Leave every picture out, and write out the remaining entries exactly.

• Records supplied:
◆ ◆ ◆

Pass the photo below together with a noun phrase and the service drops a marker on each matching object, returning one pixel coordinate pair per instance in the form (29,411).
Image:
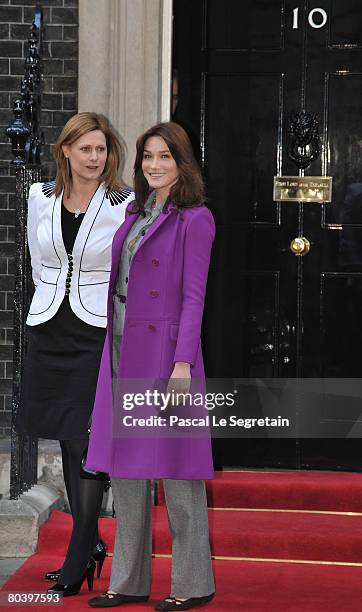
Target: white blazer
(83,275)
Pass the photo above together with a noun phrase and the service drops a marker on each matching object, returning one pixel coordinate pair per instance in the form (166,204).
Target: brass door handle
(300,246)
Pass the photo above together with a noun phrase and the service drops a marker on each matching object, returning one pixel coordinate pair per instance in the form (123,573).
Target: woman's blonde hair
(77,126)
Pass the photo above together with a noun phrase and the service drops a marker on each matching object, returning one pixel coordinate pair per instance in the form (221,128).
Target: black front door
(242,69)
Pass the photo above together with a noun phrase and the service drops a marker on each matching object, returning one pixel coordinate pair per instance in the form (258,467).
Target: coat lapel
(90,216)
(57,228)
(156,225)
(117,245)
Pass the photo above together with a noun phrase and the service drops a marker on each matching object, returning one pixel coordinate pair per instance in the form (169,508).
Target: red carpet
(271,535)
(241,587)
(248,586)
(341,492)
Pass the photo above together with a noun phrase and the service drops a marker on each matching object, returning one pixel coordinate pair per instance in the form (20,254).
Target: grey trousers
(187,514)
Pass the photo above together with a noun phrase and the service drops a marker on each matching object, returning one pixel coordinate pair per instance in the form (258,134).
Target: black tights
(85,500)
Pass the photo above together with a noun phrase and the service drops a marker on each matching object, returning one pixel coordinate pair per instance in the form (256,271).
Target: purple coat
(165,302)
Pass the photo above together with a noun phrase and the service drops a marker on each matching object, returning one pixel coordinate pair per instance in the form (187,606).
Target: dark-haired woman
(158,279)
(71,223)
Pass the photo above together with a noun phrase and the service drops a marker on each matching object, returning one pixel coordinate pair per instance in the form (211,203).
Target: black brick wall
(60,69)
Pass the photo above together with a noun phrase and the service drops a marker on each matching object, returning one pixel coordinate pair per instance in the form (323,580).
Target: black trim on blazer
(117,197)
(94,314)
(35,314)
(48,188)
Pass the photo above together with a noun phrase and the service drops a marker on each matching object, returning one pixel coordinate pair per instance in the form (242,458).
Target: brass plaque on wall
(303,189)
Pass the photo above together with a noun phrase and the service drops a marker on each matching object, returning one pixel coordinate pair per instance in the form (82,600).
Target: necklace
(77,212)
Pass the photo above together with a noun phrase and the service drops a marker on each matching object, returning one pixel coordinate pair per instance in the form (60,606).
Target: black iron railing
(27,139)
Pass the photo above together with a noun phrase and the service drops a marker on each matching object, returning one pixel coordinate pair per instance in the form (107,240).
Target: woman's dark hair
(189,190)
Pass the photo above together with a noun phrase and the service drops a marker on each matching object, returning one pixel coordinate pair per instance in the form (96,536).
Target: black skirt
(60,376)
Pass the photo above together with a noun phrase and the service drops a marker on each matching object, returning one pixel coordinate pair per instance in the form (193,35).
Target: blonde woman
(71,223)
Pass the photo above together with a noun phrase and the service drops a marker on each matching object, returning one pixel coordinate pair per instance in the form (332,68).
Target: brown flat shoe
(110,600)
(172,603)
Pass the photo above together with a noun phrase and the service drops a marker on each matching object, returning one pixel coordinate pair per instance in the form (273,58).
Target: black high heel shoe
(99,554)
(73,589)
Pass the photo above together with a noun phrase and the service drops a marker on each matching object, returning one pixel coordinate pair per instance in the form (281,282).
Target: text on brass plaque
(303,189)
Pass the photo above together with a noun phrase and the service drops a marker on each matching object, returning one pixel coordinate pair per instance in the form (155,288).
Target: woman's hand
(180,380)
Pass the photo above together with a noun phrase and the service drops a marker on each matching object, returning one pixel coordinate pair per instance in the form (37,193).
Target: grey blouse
(130,246)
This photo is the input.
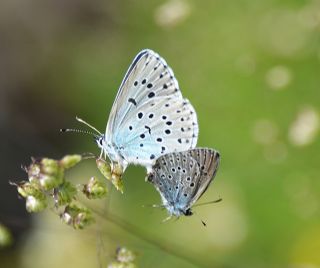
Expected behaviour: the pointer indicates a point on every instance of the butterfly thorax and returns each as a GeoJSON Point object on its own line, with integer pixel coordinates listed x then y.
{"type": "Point", "coordinates": [176, 210]}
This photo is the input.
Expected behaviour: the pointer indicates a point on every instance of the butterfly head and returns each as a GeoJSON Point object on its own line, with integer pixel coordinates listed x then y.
{"type": "Point", "coordinates": [188, 212]}
{"type": "Point", "coordinates": [100, 140]}
{"type": "Point", "coordinates": [177, 210]}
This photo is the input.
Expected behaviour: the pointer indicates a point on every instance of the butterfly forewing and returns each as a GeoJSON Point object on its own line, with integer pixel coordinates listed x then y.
{"type": "Point", "coordinates": [141, 80]}
{"type": "Point", "coordinates": [149, 117]}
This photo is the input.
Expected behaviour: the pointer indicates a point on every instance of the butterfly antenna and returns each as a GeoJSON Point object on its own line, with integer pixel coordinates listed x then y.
{"type": "Point", "coordinates": [87, 124]}
{"type": "Point", "coordinates": [210, 202]}
{"type": "Point", "coordinates": [203, 222]}
{"type": "Point", "coordinates": [77, 131]}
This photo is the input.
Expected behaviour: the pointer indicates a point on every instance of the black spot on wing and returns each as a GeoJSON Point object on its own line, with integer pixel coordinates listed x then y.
{"type": "Point", "coordinates": [133, 101]}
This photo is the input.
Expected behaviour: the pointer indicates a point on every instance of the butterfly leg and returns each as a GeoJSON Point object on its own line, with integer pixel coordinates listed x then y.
{"type": "Point", "coordinates": [166, 219]}
{"type": "Point", "coordinates": [116, 176]}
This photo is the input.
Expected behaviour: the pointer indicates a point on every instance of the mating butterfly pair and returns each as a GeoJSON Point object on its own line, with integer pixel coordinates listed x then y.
{"type": "Point", "coordinates": [152, 125]}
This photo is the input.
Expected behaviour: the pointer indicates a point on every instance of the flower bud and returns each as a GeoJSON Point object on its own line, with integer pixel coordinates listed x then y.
{"type": "Point", "coordinates": [125, 255]}
{"type": "Point", "coordinates": [25, 189]}
{"type": "Point", "coordinates": [82, 220]}
{"type": "Point", "coordinates": [46, 172]}
{"type": "Point", "coordinates": [116, 264]}
{"type": "Point", "coordinates": [70, 160]}
{"type": "Point", "coordinates": [49, 182]}
{"type": "Point", "coordinates": [104, 168]}
{"type": "Point", "coordinates": [95, 189]}
{"type": "Point", "coordinates": [49, 166]}
{"type": "Point", "coordinates": [5, 236]}
{"type": "Point", "coordinates": [64, 194]}
{"type": "Point", "coordinates": [77, 217]}
{"type": "Point", "coordinates": [36, 204]}
{"type": "Point", "coordinates": [114, 176]}
{"type": "Point", "coordinates": [66, 218]}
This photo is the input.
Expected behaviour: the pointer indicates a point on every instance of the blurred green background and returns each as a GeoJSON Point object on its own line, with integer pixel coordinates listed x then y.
{"type": "Point", "coordinates": [252, 71]}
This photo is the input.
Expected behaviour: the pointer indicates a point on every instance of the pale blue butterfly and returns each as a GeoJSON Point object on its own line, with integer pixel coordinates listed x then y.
{"type": "Point", "coordinates": [149, 116]}
{"type": "Point", "coordinates": [181, 178]}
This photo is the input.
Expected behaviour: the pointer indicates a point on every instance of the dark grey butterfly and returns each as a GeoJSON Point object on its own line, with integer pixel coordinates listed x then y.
{"type": "Point", "coordinates": [182, 177]}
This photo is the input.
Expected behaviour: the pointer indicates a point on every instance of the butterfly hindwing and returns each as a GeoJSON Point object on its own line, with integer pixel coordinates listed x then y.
{"type": "Point", "coordinates": [172, 175]}
{"type": "Point", "coordinates": [192, 172]}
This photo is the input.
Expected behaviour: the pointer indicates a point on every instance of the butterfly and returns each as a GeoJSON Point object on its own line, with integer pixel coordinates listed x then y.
{"type": "Point", "coordinates": [149, 116]}
{"type": "Point", "coordinates": [182, 178]}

◆ ◆ ◆

• Finished exercise:
Pass the photo below together with a noun phrase and the service drops a marker on each matching object, returning one pixel coordinate pair per instance in the form (29,411).
Image:
Target: white blazer
(83,275)
Pass the photo above together with a noun phrase and the service drops a marker on each matching object, returning one pixel coordinate pair per instance in the form (166,204).
Target: brass door handle
(300,246)
Pass the photo above together with a noun phrase and the service drops a marker on each matching object, returning one pixel coordinate pair per instance in the form (123,573).
Target: woman's blonde hair
(77,126)
Pass the photo above together with a noun phrase and the service drops a marker on each matching object, returning one pixel coordinate pair per instance in the form (221,128).
Target: black front door
(242,69)
Pass the photo above together with a noun phrase and the service drops a marker on each matching object, returning one pixel coordinate pair per instance in the form (258,467).
Target: coat lapel
(90,216)
(57,228)
(156,225)
(117,245)
Pass the photo above together with a noun phrase and the service drops a marker on each matching object, returning one pixel coordinate pair per instance in the form (169,508).
Target: red carpet
(271,535)
(241,587)
(248,586)
(341,492)
Pass the photo above together with a noun phrase and the service drops a marker on each matching object, returning one pixel coordinate pair per instance in the form (20,254).
Target: grey trousers
(187,514)
Pass the photo above together with a noun phrase and the service drops a marker on each matching object, returning one pixel coordinate pair per instance in the form (258,134).
Target: black tights
(85,500)
Pass the photo above together with a noun phrase and the service drops a marker on each matching object, returning one pixel coordinate pair per instance in the form (256,271).
Target: purple coat
(165,302)
Pass the photo above together with a noun phrase and the service drops a marker on each matching object, returning one pixel coordinate pair per instance in the form (187,606).
Target: dark-haired woman
(158,279)
(71,223)
Pass the photo above together with a noun phrase and the service drops a marker on each matching object, returning one pixel coordinate pair per instance in the form (211,203).
Target: black brick wall
(60,69)
Pass the photo above together with a noun phrase and the service drops a marker on each matching object, returning one pixel coordinate pair per instance in the form (323,580).
Target: black trim on blazer
(117,197)
(94,314)
(35,314)
(48,188)
Pass the photo above together with a noun phrase and the service drops a marker on each matching object, returning one pixel coordinate pair per instance in the form (242,458).
Target: brass plaque on wall
(303,189)
Pass the photo above together with a noun phrase and the service drops a marker on each matching object, returning one pixel coordinate pair per instance in the form (82,600).
Target: necklace
(77,212)
Pass the photo above together with a noun phrase and the service drops a marker on each matching object, returning one pixel coordinate pair per instance in the form (60,606).
Target: black iron railing
(27,139)
Pass the photo above together with a noun phrase and the service drops a marker on each matching object, returning one pixel coordinate pair per instance in the form (107,240).
Target: woman's dark hair
(189,190)
Pass the photo above together with a noun phrase and the service drops a marker on each matching object, returning one pixel coordinate pair per instance in the form (96,536).
Target: black skirt
(60,376)
Pass the photo above together with a noun phrase and the service drops a marker on each matching object, returning one pixel coordinate pair per instance in the form (193,35).
Target: blonde woman
(71,223)
Pass the photo above together with a noun phrase and the service drops a marker on each matching object, returning one pixel coordinate pair per instance in the form (332,68).
Target: brown flat shoe
(110,600)
(172,603)
Pass the photo above together with a noun phrase and the service drops a marker on each matching object, returning one pixel coordinate pair per instance in the form (273,58).
Target: black high heel shoe
(99,554)
(73,589)
Pass the photo above together with a noun phrase and the service drops a marker on each matching object, returning one pixel coordinate pair per instance in the form (281,282).
Target: text on brass plaque
(303,189)
Pass the photo above together with a noun phrase and the service drops a marker on each matching object, returning one pixel coordinate pair per instance in the form (155,288).
Target: woman's hand
(180,380)
Pass the photo above together with a noun phrase and the service drops a marker on each matching object, returning one pixel coordinate pair per instance in the form (37,193).
Target: grey blouse
(130,246)
This photo is the input.
Expected behaviour: the pointer indicates a point on every instance of the butterfly thorax and returns each as a GeoJSON Point object on its own line, with integer pixel coordinates listed x then y.
{"type": "Point", "coordinates": [176, 210]}
This photo is the input.
Expected behaviour: the pointer indicates a point on every instance of the butterfly head and returns each as a GeoJSON Point object on its own line, with integer pixel coordinates listed x then y.
{"type": "Point", "coordinates": [188, 212]}
{"type": "Point", "coordinates": [100, 140]}
{"type": "Point", "coordinates": [177, 210]}
This photo is the input.
Expected behaviour: the pointer indicates a point on every instance of the butterfly forewing and returns each as a GeoJSON Point object on its own line, with integer pixel coordinates listed x then y.
{"type": "Point", "coordinates": [141, 80]}
{"type": "Point", "coordinates": [149, 117]}
This photo is the input.
Expected behaviour: the pointer indicates a point on every instance of the butterfly antenna and returns each as a GeoJSON Point object on its own line, with integer pixel coordinates listed x then y.
{"type": "Point", "coordinates": [87, 124]}
{"type": "Point", "coordinates": [210, 202]}
{"type": "Point", "coordinates": [203, 222]}
{"type": "Point", "coordinates": [77, 131]}
This photo is the input.
Expected behaviour: the pointer indicates a point on every instance of the black spot on wing and returns each as a GeoJSON Point object on its own line, with integer pixel coordinates listed x then y.
{"type": "Point", "coordinates": [133, 101]}
This photo is the input.
Expected behaviour: the pointer indicates a point on every instance of the butterfly leg and returns each as a GeoJSON Point object on its own line, with integer pixel coordinates listed x then y.
{"type": "Point", "coordinates": [166, 219]}
{"type": "Point", "coordinates": [116, 176]}
This photo is the input.
Expected behaviour: the pointer indicates a point on every instance of the mating butterfly pair and returns each as a GeoJSON Point object on its own line, with integer pixel coordinates listed x then y.
{"type": "Point", "coordinates": [152, 125]}
This photo is the input.
Expected behaviour: the pointer indicates a point on every instance of the flower bud and returns each as a GeoJSON Point object on its own line, with integer pixel coordinates listed x then y.
{"type": "Point", "coordinates": [125, 255]}
{"type": "Point", "coordinates": [25, 189]}
{"type": "Point", "coordinates": [82, 220]}
{"type": "Point", "coordinates": [46, 172]}
{"type": "Point", "coordinates": [116, 264]}
{"type": "Point", "coordinates": [70, 160]}
{"type": "Point", "coordinates": [49, 182]}
{"type": "Point", "coordinates": [104, 168]}
{"type": "Point", "coordinates": [95, 189]}
{"type": "Point", "coordinates": [49, 166]}
{"type": "Point", "coordinates": [5, 236]}
{"type": "Point", "coordinates": [64, 194]}
{"type": "Point", "coordinates": [77, 217]}
{"type": "Point", "coordinates": [36, 204]}
{"type": "Point", "coordinates": [114, 176]}
{"type": "Point", "coordinates": [66, 218]}
This photo is the input.
Expected behaviour: the pointer indicates a point on every instance of the blurred green background and returns each as a GeoJSON Point object on its own line, with integer pixel coordinates listed x then y.
{"type": "Point", "coordinates": [252, 71]}
This photo is the input.
Expected behaviour: the pointer indicates a point on every instance of the pale blue butterfly and returns each as a GeoJSON Point object on its own line, with integer pixel coordinates listed x then y.
{"type": "Point", "coordinates": [149, 116]}
{"type": "Point", "coordinates": [181, 178]}
This photo is the input.
Expected behaviour: the pointer indicates a point on every instance of the dark grey butterfly and returns each as a GeoJSON Point object on its own line, with integer pixel coordinates listed x then y.
{"type": "Point", "coordinates": [182, 177]}
This photo is the input.
Expected behaviour: the pointer indicates a point on every instance of the butterfly hindwing and returns each as a GeoJSON Point object on its own line, with integer pixel coordinates listed x then y.
{"type": "Point", "coordinates": [172, 175]}
{"type": "Point", "coordinates": [192, 172]}
This photo is the input.
Expected behaviour: the pointer indicates a point on every instance of the butterfly and returns each as a GeoJSON Point object on its own line, with integer pixel coordinates listed x then y.
{"type": "Point", "coordinates": [149, 116]}
{"type": "Point", "coordinates": [182, 178]}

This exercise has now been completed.